_About this task:_ A word-for-word reproduction of the listing is required.

_Data for review:_
########

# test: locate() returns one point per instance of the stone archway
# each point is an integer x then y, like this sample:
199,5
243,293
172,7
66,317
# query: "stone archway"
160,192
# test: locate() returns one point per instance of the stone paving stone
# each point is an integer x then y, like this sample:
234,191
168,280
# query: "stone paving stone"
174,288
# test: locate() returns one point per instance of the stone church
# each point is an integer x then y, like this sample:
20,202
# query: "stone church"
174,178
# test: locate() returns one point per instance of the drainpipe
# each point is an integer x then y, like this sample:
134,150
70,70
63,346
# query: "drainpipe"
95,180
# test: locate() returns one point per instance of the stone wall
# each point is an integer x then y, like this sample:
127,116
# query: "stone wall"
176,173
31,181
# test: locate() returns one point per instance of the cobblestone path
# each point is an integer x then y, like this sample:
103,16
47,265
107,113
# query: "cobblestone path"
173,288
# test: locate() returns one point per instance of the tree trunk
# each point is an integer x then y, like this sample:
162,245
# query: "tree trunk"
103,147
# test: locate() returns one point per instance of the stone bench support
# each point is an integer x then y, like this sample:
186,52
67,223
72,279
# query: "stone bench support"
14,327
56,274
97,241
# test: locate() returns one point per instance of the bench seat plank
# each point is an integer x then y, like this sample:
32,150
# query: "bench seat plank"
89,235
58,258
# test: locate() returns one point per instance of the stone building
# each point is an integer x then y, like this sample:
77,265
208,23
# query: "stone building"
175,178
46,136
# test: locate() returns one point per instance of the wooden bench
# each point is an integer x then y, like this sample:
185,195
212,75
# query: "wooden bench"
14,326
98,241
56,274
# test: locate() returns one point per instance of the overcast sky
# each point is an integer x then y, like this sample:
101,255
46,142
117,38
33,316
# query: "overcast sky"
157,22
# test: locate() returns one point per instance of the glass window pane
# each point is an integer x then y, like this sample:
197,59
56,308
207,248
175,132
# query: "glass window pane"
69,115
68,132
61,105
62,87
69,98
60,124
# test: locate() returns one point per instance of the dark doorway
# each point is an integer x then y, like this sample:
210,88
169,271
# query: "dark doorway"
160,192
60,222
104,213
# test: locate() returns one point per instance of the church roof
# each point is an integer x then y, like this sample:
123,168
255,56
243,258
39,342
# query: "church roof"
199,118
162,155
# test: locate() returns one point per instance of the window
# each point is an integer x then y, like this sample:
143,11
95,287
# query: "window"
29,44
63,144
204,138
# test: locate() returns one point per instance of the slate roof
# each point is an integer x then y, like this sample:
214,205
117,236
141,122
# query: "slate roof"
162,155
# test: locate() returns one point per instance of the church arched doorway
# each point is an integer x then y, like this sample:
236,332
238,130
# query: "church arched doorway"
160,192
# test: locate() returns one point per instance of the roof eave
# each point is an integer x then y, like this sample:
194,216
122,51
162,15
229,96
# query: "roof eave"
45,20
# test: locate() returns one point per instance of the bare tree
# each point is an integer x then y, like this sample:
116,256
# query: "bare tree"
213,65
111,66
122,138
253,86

########

_Response for this exercise:_
# test: locate() returns one point per instance of the stone archway
# each point is an integer x then y, like this sample:
199,5
243,293
172,7
66,317
# query: "stone archway"
160,192
# test: locate() returns one point per instance of the stone paving stone
# each point is an integer x then y, like this sample:
234,191
168,280
# query: "stone paving stone"
174,288
# test: locate() returns one point per instance of the stone church
# each point is an integer x then y, like this sample:
20,202
# query: "stone church"
174,178
# test: locate() returns one point per instance of the drainpipe
# each point is an integer x then y, like this sample:
134,150
70,70
63,346
# query: "drainpipe"
95,180
# test: locate() returns one point per instance of the stone wall
# each point is an integer x then y, like this sample:
127,116
# query: "stone wall"
176,173
31,181
# test: locate() returns one point per instance of the cobblestone path
# each point is an integer x then y, like this sample:
103,16
47,265
107,113
# query: "cobblestone path"
173,288
# test: locate() returns one point per instance of the tree trunk
# each point is an integer x then y, like this sample:
162,245
# query: "tree trunk"
103,147
# test: locate() returns one point per instance of the stone bench support
# each point is an integer x then y, like this sample:
186,52
67,223
72,279
# query: "stone bench support"
14,327
56,274
97,241
# test: locate() returns one point per instance of the bench seat plank
# each point is an integer x then y, like this sample:
32,150
# query: "bench seat plank"
89,235
58,258
# test: locate() returns one point per instance of the stone building
# each point is an integer x then y, like this sample:
77,265
208,23
# query: "stone building"
175,178
46,136
# test: locate() returns one point per instance of the wooden bench
# each point is an integer x then y, like this sample:
185,195
212,75
# query: "wooden bench"
14,326
98,241
56,274
# test: locate() returns one point per instance of the overcast sky
# each point is an integer x then y, like this sample:
101,255
46,142
117,38
33,316
# query: "overcast sky"
157,22
# test: locate() returns one point per instance of the glass window pane
# each point is an integer x then y, like this sample:
197,59
56,308
207,248
175,132
# query: "glass window pane"
69,115
68,132
61,105
62,87
69,98
60,124
# test: locate() returns one point per instance of the dark doorway
# each point is an integer x then y, like this sample:
210,88
169,271
# query: "dark doorway"
160,192
60,222
104,213
# test: locate() returns one point per instance of the church roof
# each point is an integer x then y, like this sample:
123,168
255,56
243,258
39,342
# query: "church roof"
199,118
162,155
# test: locate() returns one point per instance of the window
# each point is an integer x then y, like this sample:
143,11
95,287
# query: "window"
29,44
63,144
204,138
# test: locate() returns one point per instance of the slate roof
# each point is an integer x then y, like this sample:
214,205
117,236
141,122
# query: "slate roof"
162,155
# test: locate() returns one point per instance of the church arched doorway
# each point is an integer x then y, like this sample:
236,332
238,130
# query: "church arched doorway"
160,192
# test: locate() returns one point per instance of the roof eave
# each point is an integer x then y, like this sample:
194,216
122,51
162,15
229,96
# query: "roof eave"
45,20
# test: locate() returns one point per instance of the bare tree
# each point is an integer x then y, like this sample:
116,256
# query: "bare tree"
213,65
111,66
122,138
253,86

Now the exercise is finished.